# [TEXT EXCERPT]
Speculating and Hypothesizing about David Rubenstein

One question that has been tickling the back of my mind ever since the Orioles season took a turn for the worse is “What does David Rubenstein think about all this?” 

I’m sure when Rubenstein bought the team he was sold the idea that he was buying a powerhouse that would be one of the best teams in baseball for years to come. 

When the sale was announced, the Orioles were coming off a 101 win season, they had 2 of the brightest young stars in baseball in Adley Rutschman and Gunnar Henderson already up in the big leagues performing like stars and one of, if not the best farm system in baseball with the number 1 prospect in baseball banging on the door in triple A. 

I have been critical of Mike Elias a lot recently but when Rubenstein bought the team in 2024 it would have been hard to argue that Elias wasn’t one of the best GMs in the sport based on the team’s recent success and the rich farm system that they had to continue to build on. And not that this award means that much but they also had the reigning Manager of the Year in Brandon Hyde. 

From the perspective of a Private Equity billionaire I could easily see Rubenstein thinking “We have the leadership and on field talent already in the building. All I have to do is greenlight more payroll and invest in the business side and we’ll be winning games and rolling in cash.” 

Imagine how great it would have felt to be Rubenstein this time last year. The team had a top 2 record in the AL, 60% of your starting lineup were all star finalists, you had a Cy Young contender at the top of your rotation as well as the favorite for Rookie of the Year, and you were walking around the stadium throwing out hats to hoards of fans who view you as a savior.

# [DATASET ENTRIES]
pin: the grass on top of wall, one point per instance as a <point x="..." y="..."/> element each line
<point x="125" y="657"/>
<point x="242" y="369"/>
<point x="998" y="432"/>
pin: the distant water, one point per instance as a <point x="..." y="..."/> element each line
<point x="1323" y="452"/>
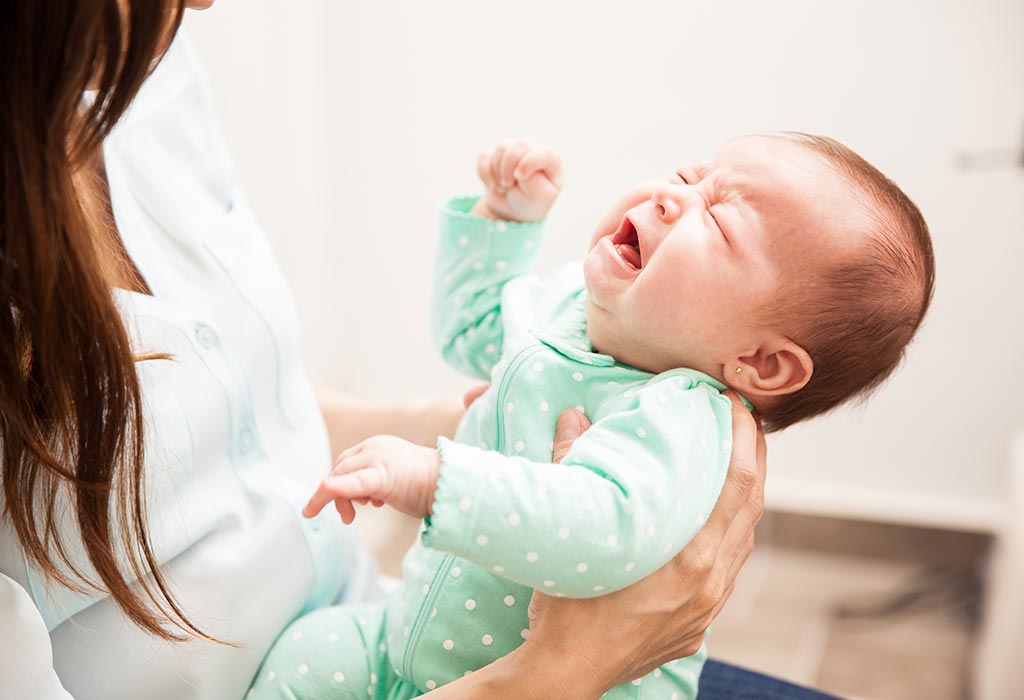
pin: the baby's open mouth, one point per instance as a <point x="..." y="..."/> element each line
<point x="627" y="244"/>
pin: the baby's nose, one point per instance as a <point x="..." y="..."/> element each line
<point x="668" y="202"/>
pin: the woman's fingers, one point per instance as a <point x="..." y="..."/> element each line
<point x="571" y="424"/>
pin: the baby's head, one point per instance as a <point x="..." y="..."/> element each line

# [PROBLEMS TO SOLVE]
A. Can you print the records from the line containing "pin: the baby's nose, one" through the end of the records, including both of those lines?
B. What comes next in the piece about David Rubenstein and the Orioles? Write the part that follows.

# [ANSWERS TO THE PROBLEMS]
A.
pin: the baby's nose, one point per instance as a <point x="..." y="..."/> element each line
<point x="668" y="202"/>
pin: the woman's fingers, one point per instance as a <point x="..." y="..."/> element each line
<point x="571" y="424"/>
pin: the baby's head, one point per instance as a <point x="..." y="..."/> element each line

B.
Fast forward to today and it’s almost the exact opposite. A bottom 3 record in the AL, the whole team underperforming except 1 DH, the worst rotation in the league and suddenly the farm system has dried up. Suddenly it’s not as fun to walk around the park throwing out hats. 

That would be tremendously frustrating, you spend a billion dollars, one year you’re a hero and the next, to quote Jesse Pinkman, you’re “persona non gratis”. If you’re Rubenstein you have to be thinking this is not what I signed up for. 

What I’ve said so far in this blog might sound like I am dunking on Rubenstein but that couldn’t be farther from the truth, in reality I feel something similar to sympathy for him. I signed a lease at an apartment complex with a pool and the pool has been closed for months so I know what it’s like to spend money on something and have it not be what you were hoping for. 

Joking aside, I do think that some of the general sentiment around Rubenstein has gotten overly negative. As I take the pulse of the baseball media, the opinion that seems most common is along the lines of “We thought this new owner was going to come in and change things for the Orioles but he hasn’t done much.” I’ve even seen/heard some people say that he might be worse than John Angelos, I’m not saying that that’s a mainstream take but I HAVE seen it. 

I just don’t think either of those takes are especially fair or accurate. Rubenstein took full control of the team about halfway through last season and in both transaction cycles he’s been a part of as the owner he has okayed increases in payroll. 

At the trade deadline last year the O’s took on several multi year contracts most notably Zach Eflin’s and in the offseason this year the O’s increased their payroll by about 70 million dollars which almost doubled the payroll from the last year of the Angelos. 

I can poke holes at the lack of long term deals but the investment was there in a way that it hasn’t been in Baltimore in many many years. In fact if you go back to my offseason preview blog from last October here is what I said would be fair to expect as far as what Rubenstein might invest in the team in his first offseason.

I don’t always get a lot right on here but that was pretty spot on. 

So Rubenstein has met my expectations as far as raising the payroll to a more respectable number. Like I said, it is fair to point out that there have been no long term contracts handed out but I truly believe that has much more to do with the GM than Rubenstein himself.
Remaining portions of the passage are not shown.